══ TEXT ══

Brazil holds underground reserves of minerals that the entire world disputes, but few Brazilians know the difference between the three concepts dominating global geopolitical headlines: rare earths, critical minerals, and strategic minerals. According to the Geological Survey of Brazil (SGB), rare earths are a specific group of 17 chemical elements in the periodic table, including 15 lanthanides, scandium, and yttrium, essential for technologies such as wind turbines, electric cars, batteries, and defense systems. Despite the name, they are not necessarily rare in nature but are often dispersed, which makes economic exploration difficult.

The confusion between the three terms is not merely semantic: it has practical consequences for the country’s mineral policy. Strategic minerals are those considered essential for economic development and important in high-tech products and the energy transition. Critical minerals are those whose supply involves risks, such as geographical concentration of production, external dependence, and geopolitical instability. The definition of which minerals fall into each category varies from country to country and changes over time, but Brazil stands out as a protagonist in all lists due to its colossal reserves.

The size of Brazilian reserves and where they are hidden

According to information released by Revista Fórum, the numbers from the United States Geological Survey (USGS) place Brazil in a privileged position across multiple categories. The country holds 94% of the world’s niobium reserves, with 16 million tons, an indispensable mineral for high-strength steel alloys used in aviation, infrastructure, and defense. It is second in the global ranking of graphite reserves, with 74 million tons representing 26% of the world’s total, and third in nickel, with 16 million tons and 12% of global reserves.

Brazilian rare earths, estimated at 21 million tons, are concentrated in Minas Gerais, Goiás, Amazonas, Bahia, and Sergipe. These states host the main types of deposits with economic potential, but most have never been commercially explored because Brazil historically prioritized the export of higher-volume, lower-value-added minerals, such as iron and bauxite. Diversification into rare earths and critical minerals requires investment in research, mapping, and, primarily, in refining capacity that the country still lacks.

═══
══ RECORDS SHOWN ══

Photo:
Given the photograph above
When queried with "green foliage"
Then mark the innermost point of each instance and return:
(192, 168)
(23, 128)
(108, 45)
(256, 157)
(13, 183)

═══

WRITTEN EXERCISE 1:
From the text on Brazil's minerals, write out the passage from "According to information" up to and including "of global reserves.".
WRITTEN EXERCISE 2:
According to the text on Brazil's minerals, what share of the world's niobium reserves does Brazil hold?

FULL OUTPUT 1:
According to information released by Revista Fórum, the numbers from the United States Geological Survey (USGS) place Brazil in a privileged position across multiple categories. The country holds 94% of the world’s niobium reserves, with 16 million tons, an indispensable mineral for high-strength steel alloys used in aviation, infrastructure, and defense. It is second in the global ranking of graphite reserves, with 74 million tons representing 26% of the world’s total, and third in nickel, with 16 million tons and 12% of global reserves.

FULL OUTPUT 2:
94%, or 16 million tons.